» **SUPPLIED PASSAGE**
*****

That is called the industry found too much gas.  The same thing happened to the price of oil.  

Jay

Thanks, Jay.  Here is a technical industry question.  Just because they found it....do they have to keep over producing so much of it?

Yes, they do.  The reason why is that they are mortgaged out the you know what.  They borrowed to the hilt and the bills are due.  They even sold off their mid stream units for cash and along with these sales came deliverable commitments.  Rut row.  

Jay

I wonder how many of those companies charged their mineral lessors through royalty deductions to build those midstream assets and then entered into sales of those systems that locked in higher than usual gathering fees advantageous to a buyer in order to maximize the sales price?  Royalty recipients' interests are devalued on both ends of that scenario.

Probably all of them.

jay

Then it will probably keep a lot of O&G focused law firms busy for some years to come.

Good for them.  Ambulance chasers need work too.  No need to create value when you can ransom it.  

Jay

Won't be any personal injury lawyers involved.  And it won't be ambulances being chased.  The scenario of charging royalty deductions for midstream infrastructure on the front end and locking in high gathering and treatment rates or stand by charges on the back end to enhance a sale price is something that is relatively new the best I can tell.  Do you think this combination in fact has a long history of use by a number of operating companies?  That those charges are traditional?

I give up. I work for the industry and I am also a royalty owner with a lease that was before all of the hype and no deduct clauses. You are asking me questions that you know the answer to just to gauge my opinion I suppose.

*****

» **WHAT IS EXPECTED**
Rewrite everything in the royalty discussion from "Then it will" down to "can ransom it.", replacing "law firms" with "legal practices".

*****

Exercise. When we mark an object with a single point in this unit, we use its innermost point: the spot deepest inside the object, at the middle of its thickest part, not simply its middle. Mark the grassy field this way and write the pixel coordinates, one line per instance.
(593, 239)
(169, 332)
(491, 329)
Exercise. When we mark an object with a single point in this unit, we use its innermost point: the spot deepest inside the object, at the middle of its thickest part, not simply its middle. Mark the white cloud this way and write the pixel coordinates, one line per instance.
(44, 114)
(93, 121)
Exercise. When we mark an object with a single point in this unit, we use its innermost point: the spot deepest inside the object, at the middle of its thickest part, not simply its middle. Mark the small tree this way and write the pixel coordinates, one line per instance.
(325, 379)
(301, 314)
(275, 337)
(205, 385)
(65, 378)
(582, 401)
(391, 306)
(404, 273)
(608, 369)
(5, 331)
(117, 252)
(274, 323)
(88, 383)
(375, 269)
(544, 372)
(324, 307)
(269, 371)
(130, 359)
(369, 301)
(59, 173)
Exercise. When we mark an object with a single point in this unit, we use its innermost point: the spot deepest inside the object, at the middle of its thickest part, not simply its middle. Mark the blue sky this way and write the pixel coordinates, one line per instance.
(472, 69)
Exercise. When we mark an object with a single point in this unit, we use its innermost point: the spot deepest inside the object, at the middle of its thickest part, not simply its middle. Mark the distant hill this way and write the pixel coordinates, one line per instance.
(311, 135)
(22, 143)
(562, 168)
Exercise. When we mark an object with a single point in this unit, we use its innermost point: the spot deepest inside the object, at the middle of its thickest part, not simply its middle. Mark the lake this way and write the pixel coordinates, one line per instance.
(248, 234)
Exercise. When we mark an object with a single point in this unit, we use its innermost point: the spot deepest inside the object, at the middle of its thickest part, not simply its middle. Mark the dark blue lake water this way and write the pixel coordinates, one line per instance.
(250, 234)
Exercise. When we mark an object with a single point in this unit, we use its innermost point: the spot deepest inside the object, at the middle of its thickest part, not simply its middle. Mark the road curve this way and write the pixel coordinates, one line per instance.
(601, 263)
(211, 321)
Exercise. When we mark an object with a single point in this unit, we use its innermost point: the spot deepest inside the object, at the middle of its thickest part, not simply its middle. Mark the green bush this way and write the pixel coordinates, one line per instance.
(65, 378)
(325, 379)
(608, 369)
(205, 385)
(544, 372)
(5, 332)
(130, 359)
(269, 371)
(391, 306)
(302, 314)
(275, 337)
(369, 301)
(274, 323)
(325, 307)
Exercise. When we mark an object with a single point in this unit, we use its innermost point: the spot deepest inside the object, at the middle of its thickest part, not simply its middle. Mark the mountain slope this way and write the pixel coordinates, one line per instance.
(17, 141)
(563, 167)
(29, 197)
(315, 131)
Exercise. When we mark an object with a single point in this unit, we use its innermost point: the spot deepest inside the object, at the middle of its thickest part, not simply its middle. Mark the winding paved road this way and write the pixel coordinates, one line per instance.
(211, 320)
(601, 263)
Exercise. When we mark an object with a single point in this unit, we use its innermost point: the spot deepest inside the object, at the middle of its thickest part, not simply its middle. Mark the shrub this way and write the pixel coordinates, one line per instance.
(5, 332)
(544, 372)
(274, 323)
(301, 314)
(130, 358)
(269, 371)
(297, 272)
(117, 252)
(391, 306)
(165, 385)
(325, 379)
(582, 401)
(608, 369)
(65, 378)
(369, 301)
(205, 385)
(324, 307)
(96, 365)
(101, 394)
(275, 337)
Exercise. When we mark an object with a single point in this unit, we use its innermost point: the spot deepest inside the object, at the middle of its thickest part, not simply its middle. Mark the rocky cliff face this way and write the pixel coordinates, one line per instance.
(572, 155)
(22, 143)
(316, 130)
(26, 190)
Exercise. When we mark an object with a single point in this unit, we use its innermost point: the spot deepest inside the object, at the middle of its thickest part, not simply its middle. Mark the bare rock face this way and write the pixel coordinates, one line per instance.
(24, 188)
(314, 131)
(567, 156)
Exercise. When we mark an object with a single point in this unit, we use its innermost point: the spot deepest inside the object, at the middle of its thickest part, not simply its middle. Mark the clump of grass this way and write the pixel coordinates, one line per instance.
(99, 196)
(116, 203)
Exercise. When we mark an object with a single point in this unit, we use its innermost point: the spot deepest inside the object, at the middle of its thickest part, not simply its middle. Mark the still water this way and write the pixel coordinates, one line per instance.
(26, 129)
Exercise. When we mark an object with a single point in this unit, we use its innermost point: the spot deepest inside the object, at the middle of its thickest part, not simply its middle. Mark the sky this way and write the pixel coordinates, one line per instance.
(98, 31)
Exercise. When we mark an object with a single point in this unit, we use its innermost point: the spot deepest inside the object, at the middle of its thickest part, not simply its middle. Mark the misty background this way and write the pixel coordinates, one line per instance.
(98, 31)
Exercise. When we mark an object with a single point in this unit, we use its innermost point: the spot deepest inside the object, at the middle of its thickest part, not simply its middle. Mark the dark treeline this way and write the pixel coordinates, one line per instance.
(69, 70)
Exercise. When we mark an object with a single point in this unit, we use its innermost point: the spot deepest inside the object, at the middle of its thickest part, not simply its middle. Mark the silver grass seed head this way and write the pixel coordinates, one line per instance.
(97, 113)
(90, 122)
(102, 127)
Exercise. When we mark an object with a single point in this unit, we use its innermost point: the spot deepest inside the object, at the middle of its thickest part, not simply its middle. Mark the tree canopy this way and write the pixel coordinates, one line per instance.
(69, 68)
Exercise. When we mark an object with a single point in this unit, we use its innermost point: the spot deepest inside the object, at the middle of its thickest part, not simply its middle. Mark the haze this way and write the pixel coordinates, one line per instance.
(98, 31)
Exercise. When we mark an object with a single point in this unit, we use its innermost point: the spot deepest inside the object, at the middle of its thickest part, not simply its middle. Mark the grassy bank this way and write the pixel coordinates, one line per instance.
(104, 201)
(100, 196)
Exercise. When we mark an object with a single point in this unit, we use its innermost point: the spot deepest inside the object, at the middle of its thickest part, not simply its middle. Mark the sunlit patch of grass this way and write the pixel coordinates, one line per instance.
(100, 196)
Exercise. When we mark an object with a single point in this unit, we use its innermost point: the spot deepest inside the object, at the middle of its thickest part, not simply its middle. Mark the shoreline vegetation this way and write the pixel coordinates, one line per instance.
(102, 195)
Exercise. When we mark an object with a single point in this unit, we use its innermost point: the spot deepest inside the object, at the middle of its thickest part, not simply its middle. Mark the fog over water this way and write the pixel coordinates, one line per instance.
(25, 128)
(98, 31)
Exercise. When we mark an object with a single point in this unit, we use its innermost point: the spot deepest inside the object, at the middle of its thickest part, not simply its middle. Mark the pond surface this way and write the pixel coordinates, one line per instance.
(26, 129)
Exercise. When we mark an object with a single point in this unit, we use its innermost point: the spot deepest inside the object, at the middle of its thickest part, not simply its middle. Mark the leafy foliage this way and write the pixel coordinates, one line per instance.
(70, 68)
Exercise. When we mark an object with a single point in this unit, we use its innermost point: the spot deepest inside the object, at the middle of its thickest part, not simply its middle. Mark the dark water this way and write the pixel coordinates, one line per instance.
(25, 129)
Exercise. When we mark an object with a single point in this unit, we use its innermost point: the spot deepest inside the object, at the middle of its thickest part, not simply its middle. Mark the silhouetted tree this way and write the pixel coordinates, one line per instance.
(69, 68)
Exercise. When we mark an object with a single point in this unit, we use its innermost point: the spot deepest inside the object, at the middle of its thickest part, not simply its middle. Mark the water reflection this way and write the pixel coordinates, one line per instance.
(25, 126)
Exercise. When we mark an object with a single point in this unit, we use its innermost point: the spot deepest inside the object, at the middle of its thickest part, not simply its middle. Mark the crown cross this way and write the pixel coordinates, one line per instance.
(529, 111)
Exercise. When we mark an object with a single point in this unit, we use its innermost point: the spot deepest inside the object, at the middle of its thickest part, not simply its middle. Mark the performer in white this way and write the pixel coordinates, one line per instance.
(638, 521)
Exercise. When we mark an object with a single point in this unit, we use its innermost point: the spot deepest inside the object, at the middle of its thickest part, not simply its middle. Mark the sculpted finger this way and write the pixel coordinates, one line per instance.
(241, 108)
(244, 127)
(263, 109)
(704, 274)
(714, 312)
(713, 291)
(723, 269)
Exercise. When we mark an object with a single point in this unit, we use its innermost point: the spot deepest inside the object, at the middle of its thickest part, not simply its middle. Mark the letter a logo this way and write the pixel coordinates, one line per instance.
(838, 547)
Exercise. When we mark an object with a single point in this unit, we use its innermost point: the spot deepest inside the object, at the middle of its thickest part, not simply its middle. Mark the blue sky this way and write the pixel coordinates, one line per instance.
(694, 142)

*****

» **EXERCISE ANSWER**
Then it will probably keep a lot of O&G focused legal practices busy for some years to come.

Good for them.  Ambulance chasers need work too.  No need to create value when you can ransom it.